Using a chatbot to help in sensitive situations
We had a chance to talk to Iwette Rapoport, CEO and founder of Change Collective – an organization helping firms and their employees when employees have been subject to domestic violence. Among other things, Change Collective provides users with an app, Milo, for information and unbiased, non-discriminatory support available 24/7. And this app has an AI-powered chatbot.
Magnus: What is the role of the app’s chatbot?
Iwette: It has conversations with the user in order to identify which other parts of the app the user should turn to, so that the user can find helpful material and tools. One idea is that it can be less threating to talk about sensitive and personal matters with a non-human.
Magnus: If a user would happen to find that the chatbot itself is supportive, and decides to seek support by talking directly to the chatbot about sensitive things, can the chatbot handle this?
Iwette: Yes, absolutely. It does it pretty well too.
Magnus: How has this chatbot been trained?
Iwette: We have trained it with specific human-created dialogues in which there is domestic violence content.
Magnus: So, when a user talks to the chatbot about specific types of domestic violence, it understands what the user talks about?
Iwette: Definitely. For example, it understands distinctions between different types of violence. Domestic violence is not only about physical violence; there are many types of violence.
Magnus: It seems to me as if some of these distinctions may be difficult to understand for a human. Has the chatbot never failed? Has it ever hallucinated?
Iwette: It did hallucinate in the beginning. For example, when I told it “I am afraid”, it asked “Are you afraid of me?” and somehow it got stuck in asking this.
Magnus: What are the main challenges in developing this kind of chatbot?
Iwette: It deals with very sensitive and private issues, sometimes even life-and-death issues. So it cannot be allowed to make mistakes. Since it learns from talking to humans, one challenge is to build barriers so that it does not use human language in the wrong places. For example, if the user tells the chatbot that the user’s partner has been calling the user a specific bad thing, you do not want the bot to repeat that.

▶ RECORD EXTRACTS
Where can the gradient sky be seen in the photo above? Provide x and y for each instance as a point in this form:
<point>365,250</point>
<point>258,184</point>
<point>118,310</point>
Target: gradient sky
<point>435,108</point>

▶ THINGS TO DO
a) In the interview about the domestic violence support chatbot, how was the chatbot trained?
b) Write the next part of the interview about the domestic violence support chatbot, picking up after its final sentence.

▶ ANSWERS PER TASK
a) It was trained with specific human-created dialogues that contain domestic violence content.

b)
Magnus: Has the chatbot ever surprised you by behaving in a humanlike way?
Iwette: Yes, I have often felt that it handles conversations better than humans. And there have been moments when it really felt as if it was alive and I think it handled the situation better than most humans, it was almost like magic.
Magnus: Can you give a specific example?
Iwette: For example the chatbot has a kind but precise way of addressing the violence described. It does not marginalize, and it does not get all soft on you either. It knows exactly what kind of tool or tools that shall be suggested to the user.
Magnus: In which ways does it behave different in conversations compared to a human?
Iwette: It is not very good at small talk, it is more direct and precise than most humans. Which is good in these situations.
Magnus: What is the status of the chatbot right now?
Iwette: In the beginning, it was powered by GPT 2.5. It could only speak English and occasionally it said some strange things. Since we deal with very sensitive issues, this is not acceptable. Right now, the bot has been paused; we are developing a new version powered by GTP 3.5. One of the reasons is that its neural network is much more powerful.